__TÂCHE__: D'après le texte sur la presse écrite en Algérie, quel était le tirage quotidien d'El-Khabar en 2017 ?

Si quelque 140 quotidiens ou hebdomadaires paraissent toujours en Algérie, les ventes se sont effondrées ces dernières années. Selon une étude du Dr Redouane Boudjemaa, professeur à l’université d’Alger, le tirage de l’ensemble des quotidiens nationaux a chuté de 40 à 60% depuis 2012.

Tout gratuit

Le tirage quotidien d’El-Khabar est passé de 1,2 million d’exemplaires en 2000 à 465.000 en 2012 et 200.000 en 2017, selon un de ses ex-dirigeants, Ali Djeri. El-Watan n’imprime plus que 90.000 exemplaires contre plus de 160.000 exemplaires en 2012, selon son directeur, Omar Belhouchet.

En 2010, d’après une étude menée à l’époque par l’institut Immar, 60,5% des Algériens de plus de 15 ans lisaient la presse quotidienne.

Une étude « réalisée avant le lancement des réseaux mobiles 3 et 4G« , respectivement en 2014 et 2016, souligne le Dr Boudjemaa: depuis « les ventes de smartphones et de tablettes ont explosé » et « le nombre de lecteurs de la presse écrite a fondu« .

Le « tout gratuit » sur internet a accéléré la migration de nombreux lecteurs vers l’information en ligne, et les journaux n’ont pas réussi à s’adapter, explique l’universitaire à l’AFP.

La presse écrite a également souffert de la récente multiplication des chaînes de télé privées -notamment d’informations en continu depuis 2012- qui ont raflé le marché publicitaire en cassant les prix.

Le gouvernement a promis le déblocage en 2018, au profit des médias en « difficultés financières« , des quelque six millions d’euros d’un fonds d’aide, gelé depuis 2000 en raison d’un différend entre éditeurs et journalistes.

Mais de nombreux acteurs de la presse écrite privée et défenseurs de la liberté de la presse accusent ces mêmes autorités de faire pression économiquement sur les journaux via la publicité institutionnelle, qui représente, selon le ministre de la Communication, 20% du marché publicitaire.

Monopole

En Algérie, l’Etat, longtemps socialiste, reste omniprésent dans le domaine économique et est le principal annonceur du pays, via ses administrations et ses entreprises.

Or la gestion de leur publicité est légalement le monopole de l’Agence nationale d’édition et de publicité (Anep): un outil politique qui attribue ses encarts aux médias jugés conciliants avec le pouvoir et « punit » les voix dissidentes, affirment ses contempteurs. C’est désormais une lapalissade en Algérie : l’Anep n’arrose que les journaux acquis aux thèses du pouvoir. Pire encore, des pressions sont exercées sur les annonceurs privés qui essayent de passer leur pub dans des journaux jugés « impertinent » par le pouvoir en place.

(Lignes issues d'un jeu de données d'annotation)
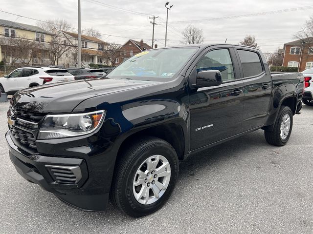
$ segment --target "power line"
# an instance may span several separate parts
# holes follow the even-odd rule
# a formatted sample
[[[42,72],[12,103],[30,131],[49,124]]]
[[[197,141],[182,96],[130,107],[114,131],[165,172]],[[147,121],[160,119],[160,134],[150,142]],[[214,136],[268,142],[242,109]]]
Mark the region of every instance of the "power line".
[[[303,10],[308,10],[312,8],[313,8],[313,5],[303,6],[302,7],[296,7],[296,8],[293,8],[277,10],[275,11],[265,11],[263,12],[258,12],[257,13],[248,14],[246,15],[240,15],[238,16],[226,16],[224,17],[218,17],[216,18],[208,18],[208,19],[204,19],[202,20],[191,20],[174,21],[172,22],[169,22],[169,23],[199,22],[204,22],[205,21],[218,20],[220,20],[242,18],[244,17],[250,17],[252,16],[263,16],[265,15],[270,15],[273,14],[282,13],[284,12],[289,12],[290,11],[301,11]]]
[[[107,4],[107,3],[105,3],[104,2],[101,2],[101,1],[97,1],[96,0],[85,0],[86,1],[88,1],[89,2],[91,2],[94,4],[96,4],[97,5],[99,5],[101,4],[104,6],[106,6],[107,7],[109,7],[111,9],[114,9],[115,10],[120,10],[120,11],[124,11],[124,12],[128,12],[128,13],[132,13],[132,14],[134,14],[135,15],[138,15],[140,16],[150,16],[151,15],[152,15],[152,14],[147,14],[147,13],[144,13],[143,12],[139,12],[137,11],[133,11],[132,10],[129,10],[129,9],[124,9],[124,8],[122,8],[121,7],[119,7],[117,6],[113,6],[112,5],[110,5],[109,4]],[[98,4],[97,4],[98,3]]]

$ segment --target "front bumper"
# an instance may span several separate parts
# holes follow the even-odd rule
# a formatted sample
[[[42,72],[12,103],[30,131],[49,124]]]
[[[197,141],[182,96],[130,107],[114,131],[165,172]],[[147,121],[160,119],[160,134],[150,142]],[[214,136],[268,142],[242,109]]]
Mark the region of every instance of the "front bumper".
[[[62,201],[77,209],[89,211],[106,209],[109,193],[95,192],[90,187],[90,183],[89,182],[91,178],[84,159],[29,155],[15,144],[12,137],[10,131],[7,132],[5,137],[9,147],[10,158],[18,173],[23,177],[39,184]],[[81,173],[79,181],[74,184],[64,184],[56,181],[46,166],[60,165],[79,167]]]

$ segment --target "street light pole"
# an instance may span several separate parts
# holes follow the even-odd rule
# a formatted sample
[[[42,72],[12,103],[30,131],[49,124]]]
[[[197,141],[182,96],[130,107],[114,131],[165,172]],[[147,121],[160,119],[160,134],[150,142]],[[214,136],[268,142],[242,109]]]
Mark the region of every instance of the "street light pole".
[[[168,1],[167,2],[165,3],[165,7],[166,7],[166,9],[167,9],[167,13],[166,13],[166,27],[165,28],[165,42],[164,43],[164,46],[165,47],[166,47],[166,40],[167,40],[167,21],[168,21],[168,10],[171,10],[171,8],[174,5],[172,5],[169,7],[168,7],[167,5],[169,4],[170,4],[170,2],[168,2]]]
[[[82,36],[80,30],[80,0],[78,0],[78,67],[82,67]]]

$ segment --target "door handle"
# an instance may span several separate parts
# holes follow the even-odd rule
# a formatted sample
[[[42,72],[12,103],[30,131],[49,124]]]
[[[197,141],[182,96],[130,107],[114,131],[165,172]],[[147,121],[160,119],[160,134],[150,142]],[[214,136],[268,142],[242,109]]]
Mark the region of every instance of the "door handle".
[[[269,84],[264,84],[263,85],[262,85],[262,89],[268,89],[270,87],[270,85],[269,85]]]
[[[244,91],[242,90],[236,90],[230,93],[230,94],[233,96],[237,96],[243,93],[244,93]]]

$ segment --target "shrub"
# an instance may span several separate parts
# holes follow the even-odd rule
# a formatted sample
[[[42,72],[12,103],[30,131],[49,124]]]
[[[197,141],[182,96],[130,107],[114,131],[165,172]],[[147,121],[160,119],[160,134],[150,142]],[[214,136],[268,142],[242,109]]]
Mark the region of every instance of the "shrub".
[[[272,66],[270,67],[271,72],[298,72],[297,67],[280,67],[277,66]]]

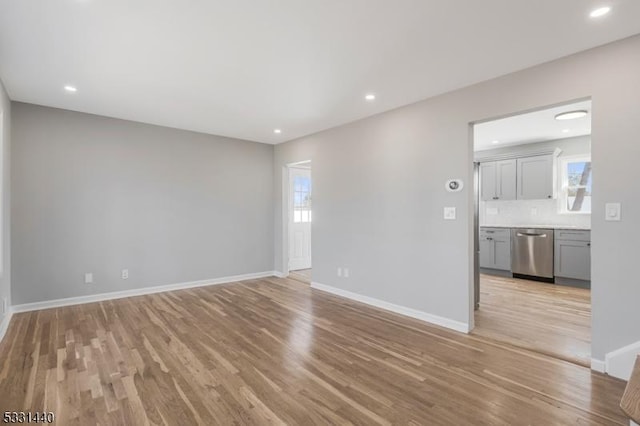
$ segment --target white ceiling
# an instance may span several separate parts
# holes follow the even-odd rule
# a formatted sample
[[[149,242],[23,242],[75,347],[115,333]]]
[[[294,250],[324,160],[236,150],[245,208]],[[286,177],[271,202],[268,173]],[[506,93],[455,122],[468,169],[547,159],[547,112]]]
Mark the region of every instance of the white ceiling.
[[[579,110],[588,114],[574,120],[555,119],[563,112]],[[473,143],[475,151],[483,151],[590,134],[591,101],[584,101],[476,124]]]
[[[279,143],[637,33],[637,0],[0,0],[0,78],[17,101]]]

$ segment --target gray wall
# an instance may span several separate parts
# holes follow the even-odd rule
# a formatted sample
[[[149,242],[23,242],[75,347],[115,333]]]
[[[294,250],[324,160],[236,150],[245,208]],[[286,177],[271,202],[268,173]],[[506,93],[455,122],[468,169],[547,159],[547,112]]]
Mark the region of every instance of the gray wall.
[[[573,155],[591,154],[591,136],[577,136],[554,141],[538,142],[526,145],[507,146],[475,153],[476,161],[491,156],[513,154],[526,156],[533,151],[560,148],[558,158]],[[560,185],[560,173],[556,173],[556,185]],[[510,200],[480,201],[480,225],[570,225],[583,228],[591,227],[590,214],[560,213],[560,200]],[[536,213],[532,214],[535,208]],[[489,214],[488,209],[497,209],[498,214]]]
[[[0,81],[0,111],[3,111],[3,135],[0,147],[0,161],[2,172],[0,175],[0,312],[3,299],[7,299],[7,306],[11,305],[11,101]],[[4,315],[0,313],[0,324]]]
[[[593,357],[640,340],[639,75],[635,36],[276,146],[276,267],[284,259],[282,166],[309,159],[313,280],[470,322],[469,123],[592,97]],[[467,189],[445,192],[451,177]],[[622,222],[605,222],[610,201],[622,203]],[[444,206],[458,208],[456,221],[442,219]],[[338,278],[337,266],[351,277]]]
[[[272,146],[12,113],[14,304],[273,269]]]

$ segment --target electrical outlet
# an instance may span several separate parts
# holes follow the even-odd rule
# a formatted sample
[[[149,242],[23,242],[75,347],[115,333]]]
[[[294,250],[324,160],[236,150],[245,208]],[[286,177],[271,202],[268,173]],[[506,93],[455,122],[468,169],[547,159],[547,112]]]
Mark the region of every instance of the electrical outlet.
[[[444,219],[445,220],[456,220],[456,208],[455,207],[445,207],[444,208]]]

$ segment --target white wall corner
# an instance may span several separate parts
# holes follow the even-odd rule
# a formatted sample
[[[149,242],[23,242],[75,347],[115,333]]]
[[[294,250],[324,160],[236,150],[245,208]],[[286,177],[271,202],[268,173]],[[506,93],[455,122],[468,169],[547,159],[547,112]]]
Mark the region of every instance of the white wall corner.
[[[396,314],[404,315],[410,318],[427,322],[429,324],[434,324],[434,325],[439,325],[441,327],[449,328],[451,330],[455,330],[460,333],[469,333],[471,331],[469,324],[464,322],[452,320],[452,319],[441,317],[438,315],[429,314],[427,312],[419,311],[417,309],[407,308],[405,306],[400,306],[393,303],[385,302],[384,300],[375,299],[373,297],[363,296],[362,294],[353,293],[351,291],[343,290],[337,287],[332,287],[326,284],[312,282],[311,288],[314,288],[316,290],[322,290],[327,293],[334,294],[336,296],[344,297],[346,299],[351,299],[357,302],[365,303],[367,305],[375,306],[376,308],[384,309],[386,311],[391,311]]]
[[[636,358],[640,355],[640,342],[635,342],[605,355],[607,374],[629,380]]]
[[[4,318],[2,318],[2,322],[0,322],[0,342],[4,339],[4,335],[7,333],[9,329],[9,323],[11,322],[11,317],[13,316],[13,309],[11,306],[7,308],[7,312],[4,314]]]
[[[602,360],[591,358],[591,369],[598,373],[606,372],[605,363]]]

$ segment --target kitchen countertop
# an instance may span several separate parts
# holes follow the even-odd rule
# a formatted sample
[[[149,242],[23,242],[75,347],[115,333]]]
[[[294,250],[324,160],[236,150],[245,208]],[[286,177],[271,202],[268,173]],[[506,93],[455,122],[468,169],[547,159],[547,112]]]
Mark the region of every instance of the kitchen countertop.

__RÉPONSE FINALE__: 200.000 exemplaires.